_Provided material_
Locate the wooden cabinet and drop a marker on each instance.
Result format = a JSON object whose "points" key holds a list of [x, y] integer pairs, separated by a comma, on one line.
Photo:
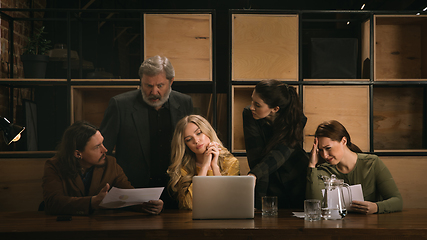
{"points": [[384, 110], [264, 46], [116, 43]]}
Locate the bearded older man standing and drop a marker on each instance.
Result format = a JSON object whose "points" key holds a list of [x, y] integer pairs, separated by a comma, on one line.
{"points": [[140, 125]]}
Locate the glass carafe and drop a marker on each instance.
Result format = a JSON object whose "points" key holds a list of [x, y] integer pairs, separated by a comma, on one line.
{"points": [[333, 203]]}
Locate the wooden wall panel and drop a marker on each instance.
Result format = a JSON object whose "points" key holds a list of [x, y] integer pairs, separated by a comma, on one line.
{"points": [[241, 97], [398, 118], [186, 39], [399, 48], [21, 184], [264, 47], [365, 53], [89, 102], [347, 104]]}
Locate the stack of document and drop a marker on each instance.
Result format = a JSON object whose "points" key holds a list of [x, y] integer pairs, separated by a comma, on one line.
{"points": [[118, 198]]}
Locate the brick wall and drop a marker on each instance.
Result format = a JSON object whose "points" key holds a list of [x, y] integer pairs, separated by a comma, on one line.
{"points": [[22, 30]]}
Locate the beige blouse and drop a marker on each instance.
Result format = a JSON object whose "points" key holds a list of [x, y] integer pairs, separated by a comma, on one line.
{"points": [[231, 167]]}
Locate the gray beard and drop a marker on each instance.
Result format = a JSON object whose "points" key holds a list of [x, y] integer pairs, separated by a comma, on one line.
{"points": [[160, 102]]}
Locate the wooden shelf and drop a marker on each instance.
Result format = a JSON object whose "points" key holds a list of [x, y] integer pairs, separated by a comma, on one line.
{"points": [[347, 104], [399, 50], [89, 102], [186, 39], [398, 117]]}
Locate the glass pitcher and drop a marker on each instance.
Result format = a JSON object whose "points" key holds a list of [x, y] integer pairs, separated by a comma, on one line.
{"points": [[334, 203]]}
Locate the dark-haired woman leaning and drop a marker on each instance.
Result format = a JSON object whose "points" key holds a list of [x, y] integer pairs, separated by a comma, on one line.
{"points": [[273, 126]]}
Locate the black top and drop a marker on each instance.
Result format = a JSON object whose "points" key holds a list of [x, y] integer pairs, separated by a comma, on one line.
{"points": [[280, 172]]}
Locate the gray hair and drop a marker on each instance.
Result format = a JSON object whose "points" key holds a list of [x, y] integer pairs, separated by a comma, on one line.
{"points": [[156, 65]]}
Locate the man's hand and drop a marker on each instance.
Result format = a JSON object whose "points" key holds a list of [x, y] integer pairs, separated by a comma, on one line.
{"points": [[96, 200]]}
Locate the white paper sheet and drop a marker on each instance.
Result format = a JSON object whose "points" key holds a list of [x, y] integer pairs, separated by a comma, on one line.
{"points": [[117, 197]]}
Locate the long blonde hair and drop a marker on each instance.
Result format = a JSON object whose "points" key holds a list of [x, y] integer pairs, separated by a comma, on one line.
{"points": [[183, 160]]}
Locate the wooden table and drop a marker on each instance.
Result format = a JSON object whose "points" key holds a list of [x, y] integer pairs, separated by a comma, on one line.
{"points": [[409, 224]]}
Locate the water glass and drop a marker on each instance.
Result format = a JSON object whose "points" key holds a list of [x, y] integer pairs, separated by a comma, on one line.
{"points": [[269, 206], [312, 210]]}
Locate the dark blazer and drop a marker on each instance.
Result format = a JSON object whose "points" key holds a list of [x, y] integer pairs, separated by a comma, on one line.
{"points": [[126, 126]]}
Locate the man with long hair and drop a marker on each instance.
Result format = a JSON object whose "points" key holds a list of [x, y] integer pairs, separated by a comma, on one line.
{"points": [[78, 177]]}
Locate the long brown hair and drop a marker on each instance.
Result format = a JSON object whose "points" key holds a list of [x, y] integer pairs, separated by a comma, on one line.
{"points": [[287, 123], [336, 131], [75, 138]]}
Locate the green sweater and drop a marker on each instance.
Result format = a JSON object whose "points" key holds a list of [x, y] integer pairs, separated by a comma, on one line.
{"points": [[377, 183]]}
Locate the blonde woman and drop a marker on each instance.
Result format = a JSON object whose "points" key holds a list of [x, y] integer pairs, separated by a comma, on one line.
{"points": [[197, 151]]}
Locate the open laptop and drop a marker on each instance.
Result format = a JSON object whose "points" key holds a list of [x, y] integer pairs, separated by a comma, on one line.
{"points": [[223, 197]]}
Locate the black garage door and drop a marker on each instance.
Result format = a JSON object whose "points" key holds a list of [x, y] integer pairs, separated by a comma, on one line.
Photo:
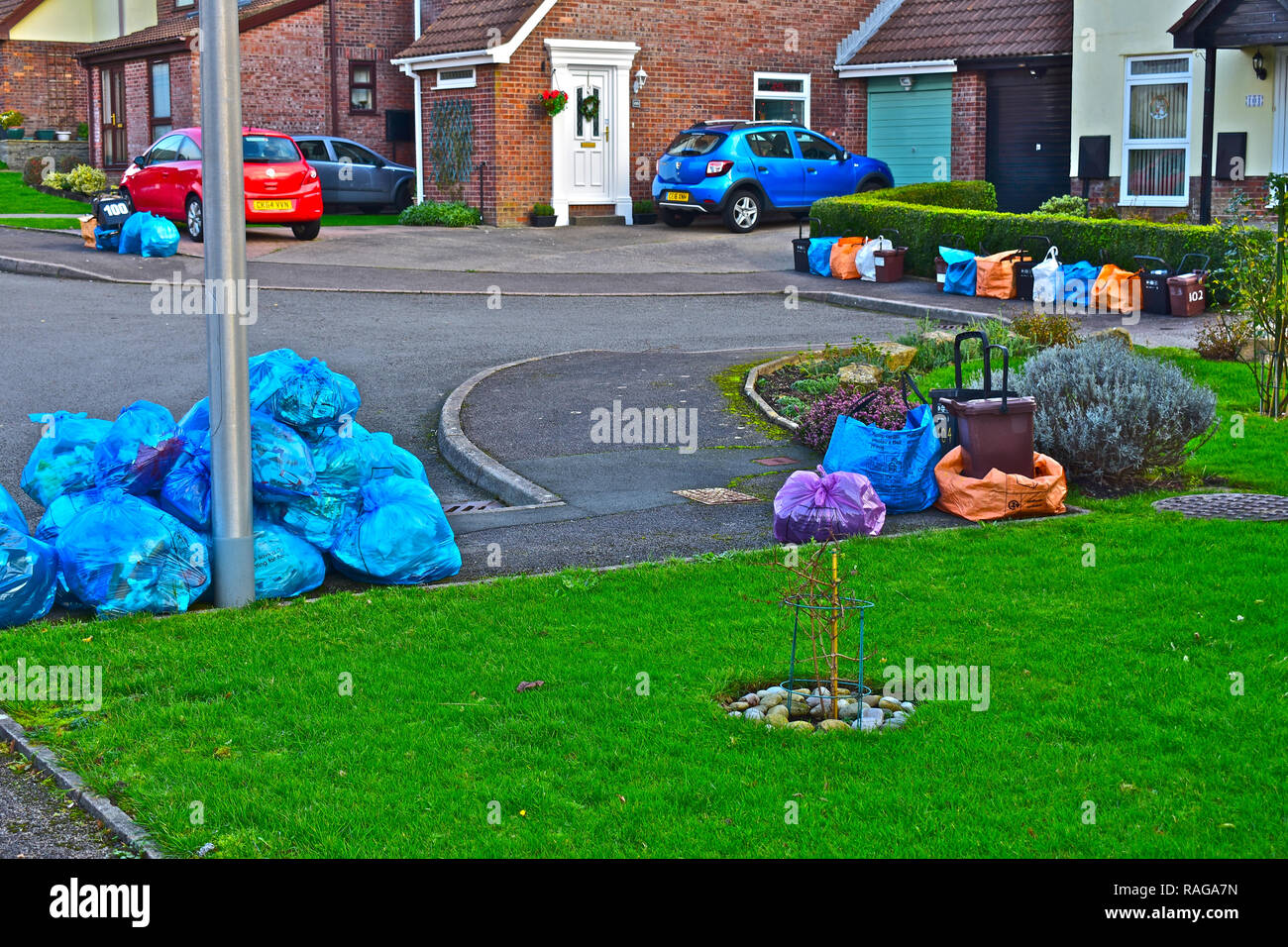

_What the task requires_
What belongs in the answer is each line of the data that has the word "wooden".

_Result_
Locate the wooden cabinet and drop a marker on each instance.
Locate the wooden wall panel and drop a marker on each instance.
Locate the wooden shelf and drop a marker on each instance.
Locate the wooden table and drop a marker on each instance.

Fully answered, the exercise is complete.